## ASSIGNMENT
Word for word, repeat all of the entries.

Records from a data source
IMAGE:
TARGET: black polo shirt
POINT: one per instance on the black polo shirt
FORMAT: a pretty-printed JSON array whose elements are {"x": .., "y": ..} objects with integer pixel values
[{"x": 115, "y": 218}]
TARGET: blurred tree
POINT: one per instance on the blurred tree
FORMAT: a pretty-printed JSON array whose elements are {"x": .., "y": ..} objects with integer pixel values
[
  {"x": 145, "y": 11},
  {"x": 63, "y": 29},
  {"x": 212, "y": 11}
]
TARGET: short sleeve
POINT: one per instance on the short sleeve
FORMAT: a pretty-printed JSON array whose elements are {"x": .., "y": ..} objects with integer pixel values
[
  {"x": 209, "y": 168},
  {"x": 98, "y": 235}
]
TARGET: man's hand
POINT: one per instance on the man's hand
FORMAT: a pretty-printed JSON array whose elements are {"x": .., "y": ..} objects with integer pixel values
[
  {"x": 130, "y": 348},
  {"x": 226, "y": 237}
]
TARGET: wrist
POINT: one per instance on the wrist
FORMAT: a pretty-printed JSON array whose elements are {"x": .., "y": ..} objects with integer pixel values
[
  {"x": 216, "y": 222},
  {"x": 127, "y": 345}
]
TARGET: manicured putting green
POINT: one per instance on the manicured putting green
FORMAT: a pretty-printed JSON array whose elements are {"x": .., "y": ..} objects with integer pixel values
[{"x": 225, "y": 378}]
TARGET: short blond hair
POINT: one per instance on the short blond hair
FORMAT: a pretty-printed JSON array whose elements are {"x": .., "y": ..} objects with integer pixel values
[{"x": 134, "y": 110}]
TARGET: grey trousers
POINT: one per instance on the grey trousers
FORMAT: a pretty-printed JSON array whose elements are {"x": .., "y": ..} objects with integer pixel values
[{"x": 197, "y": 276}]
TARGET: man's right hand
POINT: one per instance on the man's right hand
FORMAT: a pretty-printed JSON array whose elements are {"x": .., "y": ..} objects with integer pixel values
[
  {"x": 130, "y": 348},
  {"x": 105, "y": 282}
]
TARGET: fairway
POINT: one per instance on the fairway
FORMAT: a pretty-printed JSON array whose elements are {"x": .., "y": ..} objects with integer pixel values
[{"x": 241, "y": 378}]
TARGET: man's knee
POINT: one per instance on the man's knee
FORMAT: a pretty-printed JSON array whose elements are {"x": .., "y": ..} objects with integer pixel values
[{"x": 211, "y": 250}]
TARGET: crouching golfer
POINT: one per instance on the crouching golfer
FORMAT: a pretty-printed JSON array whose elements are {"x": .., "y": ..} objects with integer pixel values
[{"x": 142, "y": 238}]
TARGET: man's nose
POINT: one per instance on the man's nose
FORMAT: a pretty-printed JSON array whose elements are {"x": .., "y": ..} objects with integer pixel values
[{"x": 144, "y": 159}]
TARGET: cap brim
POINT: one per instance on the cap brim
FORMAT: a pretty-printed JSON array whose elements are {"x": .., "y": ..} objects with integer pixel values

## ANSWER SECTION
IMAGE:
TARGET: black polo shirt
POINT: one per instance on the black polo shirt
FORMAT: a pretty-printed JSON array whose elements are {"x": .., "y": ..} objects with integer pixel values
[{"x": 115, "y": 218}]
TARGET: blurred tree
POINT: one per instance on the blurred tree
FORMAT: a pretty-printed JSON array whose elements are {"x": .., "y": ..} objects with integer pixel values
[
  {"x": 145, "y": 11},
  {"x": 63, "y": 29},
  {"x": 212, "y": 11}
]
TARGET: short sleeve
POINT: one per instance on the short sleeve
FORMAT: a pretty-printed JSON array whose elements are {"x": .., "y": ..} objects with integer pixel values
[
  {"x": 209, "y": 168},
  {"x": 98, "y": 235}
]
TARGET: man's hand
POINT: one per instance on the man's hand
FORMAT: a pretty-printed JSON array whose elements are {"x": .., "y": ..} objects with integer pixel values
[
  {"x": 130, "y": 348},
  {"x": 226, "y": 237}
]
TARGET: wrist
POINT: one per instance on the wrist
FORMAT: a pretty-printed JSON array whose elements are {"x": .., "y": ..} objects with integer pixel values
[
  {"x": 216, "y": 222},
  {"x": 127, "y": 345}
]
TARGET: manicured putting green
POINT: one per instance on the manicured putting green
FORMAT: a pretty-printed JSON array whose elements are {"x": .., "y": ..} objects with integer pixel values
[{"x": 225, "y": 378}]
TARGET: short blond hair
POINT: one per instance on the short blond hair
FORMAT: a pretty-printed JSON array whose elements are {"x": .., "y": ..} objects with integer pixel values
[{"x": 134, "y": 110}]
TARGET: grey trousers
POINT: one per instance on the grey trousers
FORMAT: a pretty-printed JSON array whose elements are {"x": .., "y": ..} objects with integer pixel values
[{"x": 197, "y": 276}]
TARGET: man's right hand
POINT: one per instance on the man's right hand
FORMAT: a pretty-printed JSON array whose elements are {"x": .., "y": ..} objects with integer pixel values
[
  {"x": 130, "y": 348},
  {"x": 105, "y": 282}
]
TARGET: fairway
POINT: one per instance on the fairway
FORMAT: a pretty-printed JSON array whose elements are {"x": .., "y": ..} objects with integer pixel values
[{"x": 241, "y": 378}]
TARGET: man's knee
POINT: one per instance on the man's knee
FORMAT: a pretty-printed JSON array whose elements are {"x": .., "y": ..} objects with integer pixel values
[{"x": 211, "y": 250}]
TARGET: crouching golfer
POINT: one per instance on the crouching golfer
FORMAT: a pretty-printed JSON array whose elements are {"x": .., "y": ..} objects with integer pixel values
[{"x": 142, "y": 238}]
TARGET: man's nose
POINT: one per instance on the man's nose
FORMAT: a pretty-printed JSON array whose elements are {"x": .., "y": ..} objects with integer pixel values
[{"x": 144, "y": 159}]
TARGET: cap brim
POINT: one per instance on the cap brim
FORMAT: a pretty-printed JSON array whose elements are {"x": .., "y": ..} objects with integer pixel values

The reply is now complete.